■ Short task:
Below are the records; reproduce all of them exactly but without any images.

Rows from a pointing dataset
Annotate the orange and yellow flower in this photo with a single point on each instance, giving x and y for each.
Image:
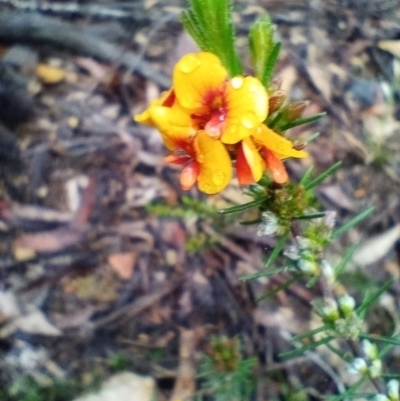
(207, 119)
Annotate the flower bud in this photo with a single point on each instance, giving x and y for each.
(375, 369)
(327, 271)
(357, 366)
(294, 111)
(370, 350)
(275, 101)
(393, 390)
(381, 397)
(347, 304)
(269, 224)
(330, 310)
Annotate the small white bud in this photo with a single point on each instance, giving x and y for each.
(393, 390)
(292, 252)
(357, 366)
(370, 350)
(330, 310)
(308, 266)
(375, 369)
(304, 243)
(269, 224)
(347, 304)
(330, 219)
(327, 271)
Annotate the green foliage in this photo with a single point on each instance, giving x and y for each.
(264, 51)
(209, 22)
(225, 374)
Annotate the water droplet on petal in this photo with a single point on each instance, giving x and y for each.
(253, 87)
(249, 120)
(237, 82)
(189, 64)
(189, 103)
(206, 188)
(218, 177)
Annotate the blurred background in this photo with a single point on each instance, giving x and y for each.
(113, 278)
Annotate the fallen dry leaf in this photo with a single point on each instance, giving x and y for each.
(123, 264)
(377, 247)
(124, 386)
(35, 322)
(48, 241)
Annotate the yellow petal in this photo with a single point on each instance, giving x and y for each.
(215, 164)
(145, 118)
(281, 146)
(49, 74)
(173, 124)
(247, 107)
(195, 77)
(253, 159)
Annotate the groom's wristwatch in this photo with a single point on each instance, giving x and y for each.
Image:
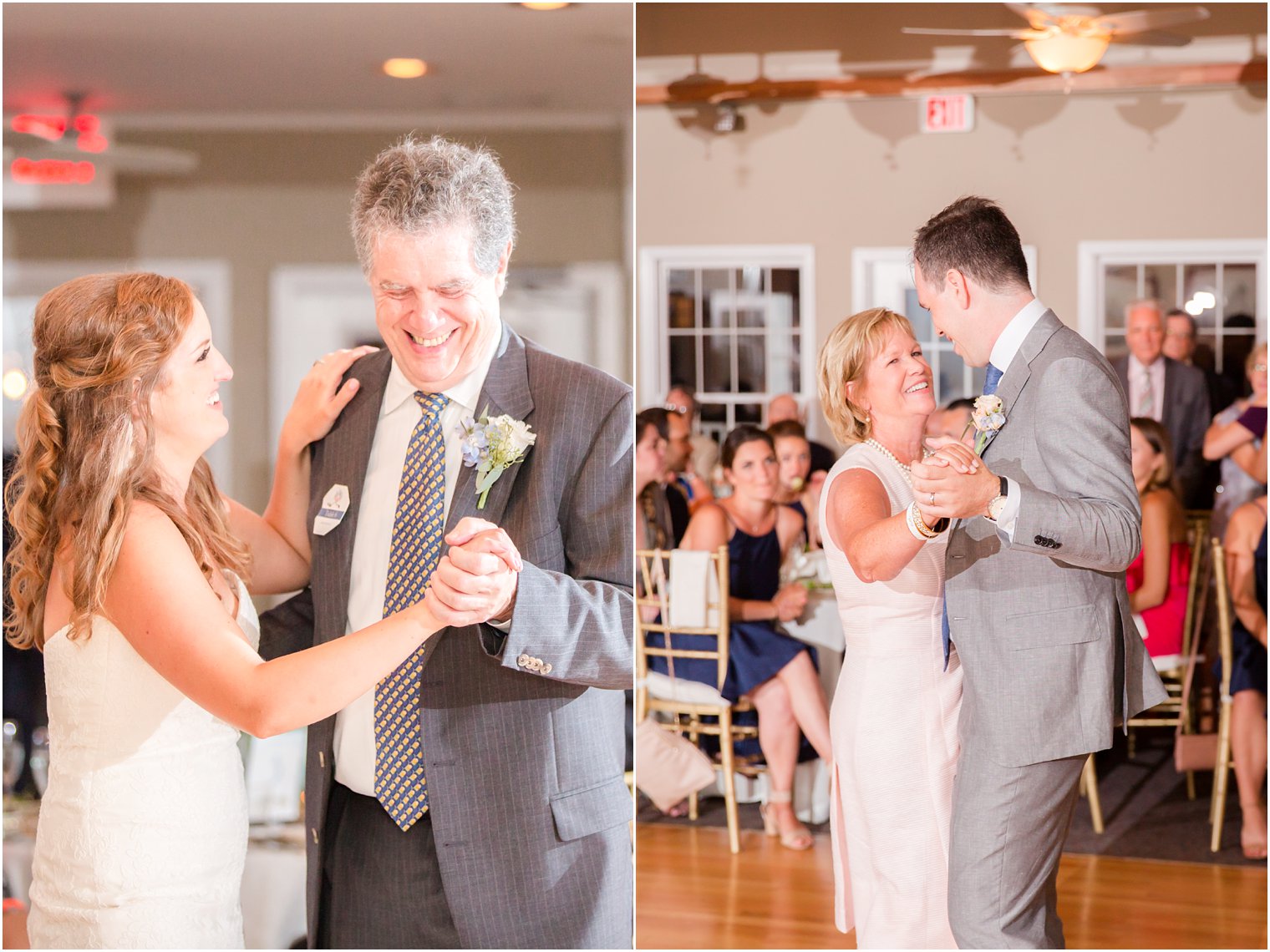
(998, 503)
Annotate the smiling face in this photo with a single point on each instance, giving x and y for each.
(1145, 334)
(754, 471)
(794, 456)
(185, 410)
(436, 312)
(1146, 458)
(897, 381)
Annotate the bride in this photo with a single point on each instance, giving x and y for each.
(132, 573)
(894, 717)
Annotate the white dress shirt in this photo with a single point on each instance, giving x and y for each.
(1137, 371)
(1003, 353)
(399, 413)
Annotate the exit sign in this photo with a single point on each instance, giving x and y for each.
(947, 114)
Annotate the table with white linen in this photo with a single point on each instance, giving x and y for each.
(273, 883)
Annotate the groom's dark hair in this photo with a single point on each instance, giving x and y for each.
(974, 236)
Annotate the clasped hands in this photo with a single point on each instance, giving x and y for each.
(476, 579)
(952, 483)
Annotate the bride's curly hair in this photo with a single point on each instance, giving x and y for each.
(85, 447)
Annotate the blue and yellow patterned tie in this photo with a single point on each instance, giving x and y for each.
(417, 531)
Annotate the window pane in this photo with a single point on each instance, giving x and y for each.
(717, 363)
(1238, 293)
(1115, 348)
(1199, 290)
(1120, 288)
(751, 365)
(785, 283)
(749, 280)
(683, 361)
(715, 297)
(683, 293)
(1161, 283)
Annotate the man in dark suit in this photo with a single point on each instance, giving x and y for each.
(1167, 391)
(475, 798)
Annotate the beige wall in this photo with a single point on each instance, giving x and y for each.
(1067, 169)
(259, 200)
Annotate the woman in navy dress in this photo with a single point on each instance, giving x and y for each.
(775, 671)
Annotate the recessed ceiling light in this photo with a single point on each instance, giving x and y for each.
(405, 68)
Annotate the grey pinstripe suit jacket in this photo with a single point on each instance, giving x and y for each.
(1052, 659)
(525, 769)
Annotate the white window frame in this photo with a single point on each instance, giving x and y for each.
(654, 344)
(1094, 256)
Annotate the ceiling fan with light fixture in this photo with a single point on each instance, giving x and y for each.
(69, 139)
(1069, 38)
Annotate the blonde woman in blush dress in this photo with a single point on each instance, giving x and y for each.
(894, 715)
(131, 573)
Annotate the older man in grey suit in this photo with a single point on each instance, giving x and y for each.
(1034, 593)
(1169, 391)
(475, 798)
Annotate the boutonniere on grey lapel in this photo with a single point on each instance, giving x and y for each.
(492, 446)
(987, 417)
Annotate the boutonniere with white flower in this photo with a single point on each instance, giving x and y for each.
(987, 417)
(492, 446)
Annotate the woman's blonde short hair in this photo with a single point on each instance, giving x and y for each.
(842, 361)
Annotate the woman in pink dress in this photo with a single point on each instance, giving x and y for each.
(894, 717)
(1159, 578)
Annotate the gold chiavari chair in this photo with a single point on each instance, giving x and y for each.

■ Response to the task:
Annotate the orange and yellow flower in this photo with a single point on each instance, giving x and y for each.
Image:
(207, 119)
Annotate the flower bud in this photo with a single point on each instance, giving x and y for each.
(375, 369)
(327, 271)
(357, 366)
(294, 111)
(370, 350)
(275, 101)
(393, 390)
(381, 397)
(347, 304)
(269, 224)
(330, 310)
Annotate the small white bud in this photo with a single point on each instance, giving x and y for each.
(393, 390)
(292, 252)
(357, 366)
(370, 350)
(330, 310)
(308, 266)
(375, 369)
(304, 243)
(269, 224)
(347, 304)
(330, 219)
(327, 271)
Annotate the green foliage in this photo with a single point on each instance, giving x and y for each.
(264, 51)
(209, 22)
(225, 374)
Annotate the water droplet on petal in this photo with a single point on each instance, giving x and y for each.
(253, 87)
(249, 120)
(237, 82)
(189, 64)
(189, 103)
(206, 188)
(218, 177)
Annotate the blurred background in this photo with a single point on each instance, giving x and y for each.
(113, 278)
Annotate the fallen dry leaf in this photo with a single point on each instance, giving x and y for each.
(123, 264)
(377, 247)
(124, 386)
(35, 322)
(48, 241)
Annotate the yellow petal in this photo with a single point on each instance, giving x and y for each.
(215, 164)
(145, 118)
(281, 146)
(49, 74)
(173, 124)
(247, 107)
(195, 77)
(253, 159)
Annotate the groom's wristwatch in this photo with a single point on each instance, giving x and y for each.
Image:
(998, 503)
Annotate the smiling face in this photo with a single point on each instance, giving x and y for each.
(1145, 334)
(754, 471)
(794, 456)
(185, 410)
(436, 312)
(1146, 458)
(897, 381)
Annotate the bride in this photo with a single point on each instance, giving x and y for each.
(132, 573)
(894, 717)
Annotate the white dress shirt in this photo with a single point on each instance, giving x and y for each.
(1137, 371)
(1003, 353)
(399, 413)
Annotate the exit sign in this photo with a single point on each instance, giving x and y for each.
(947, 114)
Annotate the table with white linen in this photo with a single point on each instance, giving x and y for each.
(273, 883)
Annotate the groom's dark hair in this photo with a single point on each instance, giving x and y for each.
(974, 236)
Annotate the clasped hands in this photo with a single point on each instance, giving x and y for each.
(476, 579)
(952, 483)
Annotate the bride's curly hair in this photo with a single point on each instance, giving x and y for each.
(85, 447)
Annotate the blue and yellow patterned tie in this photo with a single point on each instance, giving x and y for each.
(417, 531)
Annotate the window pane in this photo with a single point on each instance, giving x and y for each.
(717, 363)
(1238, 293)
(1115, 348)
(1199, 290)
(1120, 288)
(751, 365)
(785, 283)
(749, 280)
(683, 361)
(715, 297)
(683, 293)
(1161, 283)
Annotate the man in dark suit in this photo with a single point on each instance, giving x and y for each.
(1167, 391)
(475, 798)
Annotate the beige wall in this photo with a single point on each instance, giving x and y for each.
(1067, 169)
(259, 200)
Annotate the woman in navy dress in this photo with a single point on each instance, giving x and y for each.
(775, 671)
Annotate the recessed ceiling light in this photo with a single point on each instance, giving x and y for each.
(405, 68)
Annotate the grey pinstripe suit jacket in this photo with a single point on each instance, giving x and y for each.
(1052, 659)
(525, 769)
Annotate the white window frame in this photo with a single point on each instance, giving x and y for each.
(654, 344)
(1094, 256)
Annotate the ceiling fan with light fixture in this photo with a single point on each instance, giving x and y for each.
(69, 139)
(1069, 38)
Annotate the blonde woman in blush dress in this photo with a single point on each instance, giving x and y for each.
(894, 715)
(131, 573)
Annotate the older man in grey suit in this photo with a single point on each instance, giving x and y for each.
(1034, 593)
(1169, 391)
(475, 798)
Annotate the boutonniere on grey lapel in this photo with a single point on each instance, giving x and y for each.
(492, 446)
(987, 417)
Annotate the boutonniere with white flower in this photo with a single point on each instance, giving x and y for each.
(987, 417)
(492, 446)
Annotate the woman's blonde short hair in this photo with a single point on each instance, giving x and y for each.
(842, 361)
Annotate the woman in pink dress in this photo with a single point on each instance, giving x and y for each.
(894, 717)
(1159, 578)
Annotate the gold chiavari chair in this photo with a single point on each instance, giving x and y for each.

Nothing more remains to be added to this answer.